WHAT YOU WILL DO
Scan the listing below for the word "clicks", then copy each line that has it.

MATERIAL FOR THIS EXERCISE
**********
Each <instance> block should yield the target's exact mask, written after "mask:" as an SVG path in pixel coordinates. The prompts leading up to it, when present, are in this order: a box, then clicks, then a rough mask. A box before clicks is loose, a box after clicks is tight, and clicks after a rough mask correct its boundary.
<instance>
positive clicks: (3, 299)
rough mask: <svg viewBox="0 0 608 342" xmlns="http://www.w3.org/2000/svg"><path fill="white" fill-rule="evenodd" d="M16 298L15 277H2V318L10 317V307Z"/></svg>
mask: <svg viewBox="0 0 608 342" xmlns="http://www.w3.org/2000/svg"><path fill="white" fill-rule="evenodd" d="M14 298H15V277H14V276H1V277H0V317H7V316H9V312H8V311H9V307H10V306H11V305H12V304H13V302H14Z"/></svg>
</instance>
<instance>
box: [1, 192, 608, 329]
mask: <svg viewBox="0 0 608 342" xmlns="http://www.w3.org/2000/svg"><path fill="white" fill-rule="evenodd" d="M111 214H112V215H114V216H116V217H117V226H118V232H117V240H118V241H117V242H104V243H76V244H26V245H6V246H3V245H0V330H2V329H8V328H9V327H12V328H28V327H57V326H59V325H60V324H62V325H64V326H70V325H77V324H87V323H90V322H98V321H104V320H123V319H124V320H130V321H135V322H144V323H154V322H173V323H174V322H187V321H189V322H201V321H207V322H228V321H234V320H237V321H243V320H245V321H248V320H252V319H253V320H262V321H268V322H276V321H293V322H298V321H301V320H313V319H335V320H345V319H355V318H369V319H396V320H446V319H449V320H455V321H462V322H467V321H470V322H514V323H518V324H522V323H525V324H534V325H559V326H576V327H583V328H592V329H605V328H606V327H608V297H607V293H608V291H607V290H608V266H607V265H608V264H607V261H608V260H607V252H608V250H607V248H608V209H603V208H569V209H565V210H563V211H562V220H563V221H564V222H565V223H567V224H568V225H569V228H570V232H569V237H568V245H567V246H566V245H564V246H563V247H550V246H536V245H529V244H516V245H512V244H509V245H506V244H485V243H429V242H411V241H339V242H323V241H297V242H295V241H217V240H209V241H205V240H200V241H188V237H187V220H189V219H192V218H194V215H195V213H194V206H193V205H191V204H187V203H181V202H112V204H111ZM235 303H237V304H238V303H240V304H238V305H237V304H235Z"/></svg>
**********
SOLUTION TO THIS EXERCISE
Each <instance> block should yield the target's exact mask, written after "mask:" as an SVG path in pixel coordinates. The prompts leading up to it, when present, are in this order: a box, then clicks, then a rough mask. A box before clicks is loose, a box after clicks is tight, and clicks after a rough mask correct its boundary.
positive clicks: (3, 299)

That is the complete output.